» **TASK GOAL**: Would you please transcribe the listing exactly, with no images?

» **MATERIAL FOR THIS EXERCISE**:
——————

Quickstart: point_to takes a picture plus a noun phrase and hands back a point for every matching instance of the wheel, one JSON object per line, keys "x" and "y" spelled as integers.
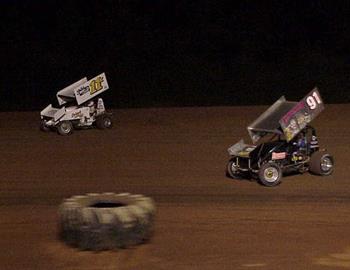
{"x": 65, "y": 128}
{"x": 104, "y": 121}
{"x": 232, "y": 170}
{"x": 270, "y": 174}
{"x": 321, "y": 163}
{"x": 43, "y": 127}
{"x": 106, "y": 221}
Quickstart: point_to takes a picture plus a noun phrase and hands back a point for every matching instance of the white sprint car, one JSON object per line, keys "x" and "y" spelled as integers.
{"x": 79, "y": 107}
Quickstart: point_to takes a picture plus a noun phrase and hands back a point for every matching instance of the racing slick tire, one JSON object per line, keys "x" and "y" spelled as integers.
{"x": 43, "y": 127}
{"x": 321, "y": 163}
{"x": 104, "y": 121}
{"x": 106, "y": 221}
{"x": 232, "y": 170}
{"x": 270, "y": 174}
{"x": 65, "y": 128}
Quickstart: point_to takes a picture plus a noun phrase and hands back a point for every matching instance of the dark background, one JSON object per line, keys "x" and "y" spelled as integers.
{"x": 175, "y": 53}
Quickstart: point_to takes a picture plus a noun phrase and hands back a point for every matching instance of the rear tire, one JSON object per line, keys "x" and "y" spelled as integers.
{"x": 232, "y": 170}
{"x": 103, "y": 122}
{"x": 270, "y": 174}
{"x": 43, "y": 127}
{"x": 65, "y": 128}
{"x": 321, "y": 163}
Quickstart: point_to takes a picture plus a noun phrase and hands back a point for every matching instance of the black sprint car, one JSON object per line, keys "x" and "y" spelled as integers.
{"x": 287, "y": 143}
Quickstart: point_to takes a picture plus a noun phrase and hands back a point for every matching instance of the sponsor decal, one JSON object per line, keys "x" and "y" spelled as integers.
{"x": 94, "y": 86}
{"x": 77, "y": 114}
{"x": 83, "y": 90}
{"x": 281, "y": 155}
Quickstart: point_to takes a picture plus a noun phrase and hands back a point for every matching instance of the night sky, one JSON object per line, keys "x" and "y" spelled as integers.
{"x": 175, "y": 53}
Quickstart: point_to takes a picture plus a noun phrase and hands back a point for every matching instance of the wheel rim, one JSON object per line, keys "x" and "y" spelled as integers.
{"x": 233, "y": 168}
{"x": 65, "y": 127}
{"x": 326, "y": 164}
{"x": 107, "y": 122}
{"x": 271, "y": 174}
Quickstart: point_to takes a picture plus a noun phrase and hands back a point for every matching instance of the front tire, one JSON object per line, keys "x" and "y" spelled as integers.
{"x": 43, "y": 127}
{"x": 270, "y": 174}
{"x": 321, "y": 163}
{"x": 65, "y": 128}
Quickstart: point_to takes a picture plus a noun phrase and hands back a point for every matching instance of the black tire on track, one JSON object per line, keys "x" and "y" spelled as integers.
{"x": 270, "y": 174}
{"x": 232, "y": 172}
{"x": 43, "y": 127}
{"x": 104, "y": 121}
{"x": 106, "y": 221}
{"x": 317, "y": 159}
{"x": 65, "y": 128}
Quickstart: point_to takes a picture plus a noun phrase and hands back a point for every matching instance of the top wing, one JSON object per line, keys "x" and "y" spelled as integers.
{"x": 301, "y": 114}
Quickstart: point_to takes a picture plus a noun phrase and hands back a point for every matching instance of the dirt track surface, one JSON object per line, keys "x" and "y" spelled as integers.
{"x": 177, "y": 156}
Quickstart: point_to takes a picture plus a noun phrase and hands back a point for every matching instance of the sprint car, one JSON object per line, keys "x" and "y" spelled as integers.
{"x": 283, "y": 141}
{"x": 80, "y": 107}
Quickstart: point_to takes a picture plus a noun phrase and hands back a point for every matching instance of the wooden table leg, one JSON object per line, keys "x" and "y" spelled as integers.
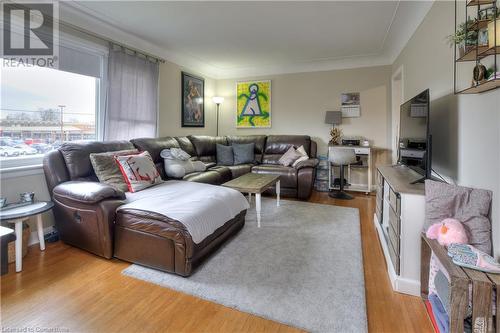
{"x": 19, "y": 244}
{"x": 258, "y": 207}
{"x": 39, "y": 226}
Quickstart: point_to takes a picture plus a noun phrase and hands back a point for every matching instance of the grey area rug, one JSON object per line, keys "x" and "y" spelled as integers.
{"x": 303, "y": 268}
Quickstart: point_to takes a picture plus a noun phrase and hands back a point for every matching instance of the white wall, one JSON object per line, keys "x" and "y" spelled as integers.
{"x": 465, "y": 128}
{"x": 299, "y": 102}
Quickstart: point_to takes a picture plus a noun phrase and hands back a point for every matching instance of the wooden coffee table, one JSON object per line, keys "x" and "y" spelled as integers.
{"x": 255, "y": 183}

——————

» **TASK OUTPUT**:
Quickstart: point_to takes a picture plus a noun phrase and hands back a point for every matching instance of the wheel, one JSON object per line, keys "x" and "y" spelled as integers.
{"x": 65, "y": 128}
{"x": 104, "y": 121}
{"x": 232, "y": 170}
{"x": 270, "y": 174}
{"x": 321, "y": 163}
{"x": 43, "y": 127}
{"x": 106, "y": 221}
Quickstart: point_to takes a picture plus a noun phrase and hands back a point for every matching instance of the white sprint car, one JSON object per line, keys "x" and "y" spelled as integers.
{"x": 79, "y": 107}
Quickstart: point_to takes a picture plus a noun phrase and hands back a point for every matching instance of the racing slick tire, one JSON object per line, keys "x" and "y" spelled as integers.
{"x": 43, "y": 127}
{"x": 321, "y": 163}
{"x": 104, "y": 121}
{"x": 106, "y": 221}
{"x": 232, "y": 170}
{"x": 270, "y": 174}
{"x": 65, "y": 128}
Quickstart: point_to takes a picture plus a noun phrase and hands back a point for every matching instance of the dark background, one JSON object per line, keys "x" and "y" spelled as integers.
{"x": 175, "y": 53}
Quickstart: point_to takes a picture plus a noun phrase and hands back a point for every matching instance of the rear tire, one JSON object per line, keys "x" and "y" spelled as integers.
{"x": 232, "y": 170}
{"x": 103, "y": 122}
{"x": 270, "y": 174}
{"x": 43, "y": 127}
{"x": 65, "y": 128}
{"x": 321, "y": 163}
Quickstart: point_to takes a picture plus a noun phrase and hands back a point for every matching instance of the black sprint car, one JSON object per line, keys "x" and "y" spelled as integers.
{"x": 287, "y": 143}
Quickstart: point_to takes a picture plus a noun phrase and hands back a point for every matching instance of the sponsor decal, one JSON object per line, keys "x" and "y" spelled as integers.
{"x": 94, "y": 86}
{"x": 77, "y": 114}
{"x": 83, "y": 90}
{"x": 281, "y": 155}
Quickstart: point_to takes a picture plus a noun phrase and hands back a point for every matching instance of the night sky, one JSON object per line, keys "x" and "y" spelled as integers.
{"x": 175, "y": 53}
Quickstart: point_to takes a picture plus a noun phrase and hands back a point for every matching instance of the wheel rim, one JSON object per line, keys "x" and "y" spelled as integers.
{"x": 233, "y": 168}
{"x": 65, "y": 127}
{"x": 326, "y": 164}
{"x": 107, "y": 122}
{"x": 271, "y": 174}
Quickstart: point_to takes a picture plus a noun phrase and hands back a point for every matching instance of the front tire, one JSON object per line, keys "x" and "y" spelled as integers.
{"x": 43, "y": 127}
{"x": 270, "y": 174}
{"x": 321, "y": 163}
{"x": 65, "y": 128}
Quickstart: point_to takes a picture plus a noun phrase and hands back a point for every matching instance of the black tire on track, one JSON object per line, keys "x" and "y" spelled as integers.
{"x": 270, "y": 174}
{"x": 232, "y": 172}
{"x": 43, "y": 127}
{"x": 104, "y": 121}
{"x": 106, "y": 221}
{"x": 317, "y": 159}
{"x": 65, "y": 128}
Quickstart: point_to takes a picture plus a noun phrase and hands back a point for every matching instance of the top wing, one JSON object per line, keys "x" and "y" spelled as integers.
{"x": 301, "y": 114}
Quickstart: point_to takes a picture plus a noun phrase and hands back a point for every matching instance of the dirt track surface, one JSON object per line, keys "x" and "y" spelled as integers.
{"x": 177, "y": 156}
Quickstart: point_to takes a picture plus a noun phrase and hands back a point for every matching instance of the sprint car, one JSON object per line, keys "x" and "y" spelled as integers.
{"x": 283, "y": 141}
{"x": 80, "y": 107}
Quickstart: point_to takes a picture plus a noun phrase and hands back a point for every matching instance of the wooden table leg, one JSON object per line, keys "x" and "y" spelled as integers.
{"x": 19, "y": 244}
{"x": 258, "y": 207}
{"x": 39, "y": 226}
Quickstart: point_to takes a picture plus a noun phrase and hands back a point for every matching instance of the grey area rug, one JSON object per line, keys "x" and "y" spelled as integers.
{"x": 303, "y": 268}
Quickstart: point_to takes a picture plus a noun phrase and hands back a point for every matching instance of the white wall, one JSON object per line, keys "x" and "y" spelled as integers.
{"x": 465, "y": 128}
{"x": 299, "y": 102}
Quickstart: point_to takes a picture plus a noun phrase and hands back a point for every matching instance of the wooden coffee table, one JSON object per line, keys "x" and "y" spelled as integers.
{"x": 255, "y": 183}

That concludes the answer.